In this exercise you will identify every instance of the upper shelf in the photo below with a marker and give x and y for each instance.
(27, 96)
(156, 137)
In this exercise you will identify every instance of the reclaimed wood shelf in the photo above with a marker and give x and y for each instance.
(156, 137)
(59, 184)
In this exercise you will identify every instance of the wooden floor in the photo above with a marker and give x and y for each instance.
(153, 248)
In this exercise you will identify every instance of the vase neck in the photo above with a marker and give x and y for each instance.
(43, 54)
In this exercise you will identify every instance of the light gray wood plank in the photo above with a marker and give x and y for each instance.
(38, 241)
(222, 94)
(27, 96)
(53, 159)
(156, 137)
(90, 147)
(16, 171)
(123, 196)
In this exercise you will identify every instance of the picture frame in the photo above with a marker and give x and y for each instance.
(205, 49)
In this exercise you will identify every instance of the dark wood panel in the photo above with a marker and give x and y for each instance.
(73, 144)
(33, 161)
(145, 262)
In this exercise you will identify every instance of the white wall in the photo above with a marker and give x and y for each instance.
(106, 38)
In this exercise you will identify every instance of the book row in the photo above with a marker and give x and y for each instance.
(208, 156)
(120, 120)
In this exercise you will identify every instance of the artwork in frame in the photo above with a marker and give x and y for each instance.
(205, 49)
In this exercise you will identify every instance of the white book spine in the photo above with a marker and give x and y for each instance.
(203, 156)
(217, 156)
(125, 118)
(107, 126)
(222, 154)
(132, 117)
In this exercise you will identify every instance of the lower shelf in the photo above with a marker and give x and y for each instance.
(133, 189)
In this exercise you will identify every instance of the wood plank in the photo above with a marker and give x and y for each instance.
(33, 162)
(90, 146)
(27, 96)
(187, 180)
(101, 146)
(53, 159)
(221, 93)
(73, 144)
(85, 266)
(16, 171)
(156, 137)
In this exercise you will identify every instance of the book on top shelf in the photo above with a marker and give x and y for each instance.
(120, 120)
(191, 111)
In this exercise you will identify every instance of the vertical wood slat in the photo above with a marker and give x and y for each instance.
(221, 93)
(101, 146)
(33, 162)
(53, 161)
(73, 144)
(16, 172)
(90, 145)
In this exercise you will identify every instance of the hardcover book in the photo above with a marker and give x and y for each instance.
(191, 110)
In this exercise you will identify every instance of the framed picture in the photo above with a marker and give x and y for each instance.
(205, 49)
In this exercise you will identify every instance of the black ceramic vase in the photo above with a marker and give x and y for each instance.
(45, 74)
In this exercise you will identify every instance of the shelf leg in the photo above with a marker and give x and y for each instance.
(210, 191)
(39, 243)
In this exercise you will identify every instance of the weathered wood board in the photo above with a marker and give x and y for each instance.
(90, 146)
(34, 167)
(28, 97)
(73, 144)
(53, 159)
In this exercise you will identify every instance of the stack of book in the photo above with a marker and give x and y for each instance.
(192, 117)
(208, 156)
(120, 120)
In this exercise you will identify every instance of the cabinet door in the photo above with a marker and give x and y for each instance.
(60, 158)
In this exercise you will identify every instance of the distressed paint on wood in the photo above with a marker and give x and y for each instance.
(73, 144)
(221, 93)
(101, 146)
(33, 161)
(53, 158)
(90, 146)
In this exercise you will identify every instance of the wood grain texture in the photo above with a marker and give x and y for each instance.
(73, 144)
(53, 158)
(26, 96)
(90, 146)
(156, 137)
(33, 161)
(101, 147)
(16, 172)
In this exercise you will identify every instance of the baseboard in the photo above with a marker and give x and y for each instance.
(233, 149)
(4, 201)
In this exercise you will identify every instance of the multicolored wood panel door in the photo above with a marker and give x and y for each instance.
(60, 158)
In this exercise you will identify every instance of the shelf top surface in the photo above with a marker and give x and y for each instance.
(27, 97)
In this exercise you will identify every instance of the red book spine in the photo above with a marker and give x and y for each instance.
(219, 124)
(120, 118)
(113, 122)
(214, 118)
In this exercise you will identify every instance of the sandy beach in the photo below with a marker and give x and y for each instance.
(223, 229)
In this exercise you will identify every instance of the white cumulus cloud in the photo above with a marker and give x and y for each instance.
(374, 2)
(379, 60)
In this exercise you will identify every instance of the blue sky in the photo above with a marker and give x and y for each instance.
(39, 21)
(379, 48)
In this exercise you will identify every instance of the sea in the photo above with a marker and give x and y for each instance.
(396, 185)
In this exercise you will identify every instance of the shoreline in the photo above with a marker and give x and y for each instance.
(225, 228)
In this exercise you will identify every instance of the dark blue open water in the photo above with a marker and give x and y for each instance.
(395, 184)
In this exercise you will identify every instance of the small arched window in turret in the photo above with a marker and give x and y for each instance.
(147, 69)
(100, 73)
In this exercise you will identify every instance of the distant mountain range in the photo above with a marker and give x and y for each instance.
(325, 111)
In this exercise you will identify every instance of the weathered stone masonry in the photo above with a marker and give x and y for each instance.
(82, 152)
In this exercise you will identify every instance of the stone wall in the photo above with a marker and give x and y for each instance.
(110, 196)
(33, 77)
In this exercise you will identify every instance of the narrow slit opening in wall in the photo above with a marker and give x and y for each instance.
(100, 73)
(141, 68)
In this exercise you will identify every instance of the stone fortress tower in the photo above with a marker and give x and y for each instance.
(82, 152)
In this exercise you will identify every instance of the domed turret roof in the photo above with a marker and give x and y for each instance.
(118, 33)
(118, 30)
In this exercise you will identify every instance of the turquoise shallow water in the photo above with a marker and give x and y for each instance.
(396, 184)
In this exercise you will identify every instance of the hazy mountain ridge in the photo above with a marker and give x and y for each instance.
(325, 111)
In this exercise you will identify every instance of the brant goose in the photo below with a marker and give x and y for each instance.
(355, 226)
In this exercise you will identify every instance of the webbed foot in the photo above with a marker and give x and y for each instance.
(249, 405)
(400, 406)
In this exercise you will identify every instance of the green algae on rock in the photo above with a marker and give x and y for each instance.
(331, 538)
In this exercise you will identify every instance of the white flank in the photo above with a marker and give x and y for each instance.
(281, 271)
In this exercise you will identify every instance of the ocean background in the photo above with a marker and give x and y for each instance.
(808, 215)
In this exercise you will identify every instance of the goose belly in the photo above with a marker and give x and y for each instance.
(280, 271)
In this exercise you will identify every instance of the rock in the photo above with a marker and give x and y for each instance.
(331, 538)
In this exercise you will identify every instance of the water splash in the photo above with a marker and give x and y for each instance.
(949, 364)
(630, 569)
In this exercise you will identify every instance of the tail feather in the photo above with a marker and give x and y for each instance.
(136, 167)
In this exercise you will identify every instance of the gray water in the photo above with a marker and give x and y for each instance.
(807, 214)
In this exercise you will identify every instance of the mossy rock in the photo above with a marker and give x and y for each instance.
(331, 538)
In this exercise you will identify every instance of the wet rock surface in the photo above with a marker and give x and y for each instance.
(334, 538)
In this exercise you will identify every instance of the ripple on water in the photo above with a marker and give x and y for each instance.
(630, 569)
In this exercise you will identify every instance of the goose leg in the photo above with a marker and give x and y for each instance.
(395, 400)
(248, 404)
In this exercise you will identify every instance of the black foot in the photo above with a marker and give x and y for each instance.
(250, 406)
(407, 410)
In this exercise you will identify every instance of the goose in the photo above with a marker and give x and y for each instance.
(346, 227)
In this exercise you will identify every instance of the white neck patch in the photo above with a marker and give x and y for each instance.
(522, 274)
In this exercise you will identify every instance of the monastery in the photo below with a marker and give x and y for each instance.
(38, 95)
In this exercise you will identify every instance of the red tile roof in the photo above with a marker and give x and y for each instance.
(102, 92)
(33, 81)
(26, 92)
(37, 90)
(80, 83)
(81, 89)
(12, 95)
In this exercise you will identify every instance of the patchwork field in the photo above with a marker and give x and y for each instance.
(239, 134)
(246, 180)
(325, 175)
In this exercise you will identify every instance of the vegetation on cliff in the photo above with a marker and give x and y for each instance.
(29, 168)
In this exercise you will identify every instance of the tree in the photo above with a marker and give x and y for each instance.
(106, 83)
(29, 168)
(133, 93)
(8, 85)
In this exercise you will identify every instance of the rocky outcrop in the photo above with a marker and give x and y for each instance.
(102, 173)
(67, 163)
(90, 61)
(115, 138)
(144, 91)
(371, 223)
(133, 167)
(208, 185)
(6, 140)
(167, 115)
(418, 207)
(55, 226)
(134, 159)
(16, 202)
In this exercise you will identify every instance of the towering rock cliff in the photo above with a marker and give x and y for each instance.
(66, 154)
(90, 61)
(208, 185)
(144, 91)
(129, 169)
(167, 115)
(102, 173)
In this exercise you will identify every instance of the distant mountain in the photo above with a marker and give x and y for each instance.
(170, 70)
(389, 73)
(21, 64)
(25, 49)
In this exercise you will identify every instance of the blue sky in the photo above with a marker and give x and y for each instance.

==================================================

● **Your instructions**:
Lines before the one containing "of the towering" are not wanted; please set down that line and every line after it through the end of the material, exactly.

● **Result of this task**:
In this exercise you will identify every instance of the towering rock cliff in the photo above with a marker and give x and y for each instance.
(66, 154)
(90, 61)
(208, 185)
(144, 91)
(129, 169)
(167, 115)
(102, 173)
In this exercise you will identify every instance of the distant mountain in the photo above with a marker and give x and y for each instance.
(170, 70)
(389, 73)
(21, 64)
(25, 49)
In this exercise you will identify every instance of the blue sky in the photo above with a marker and give x and y for each instance.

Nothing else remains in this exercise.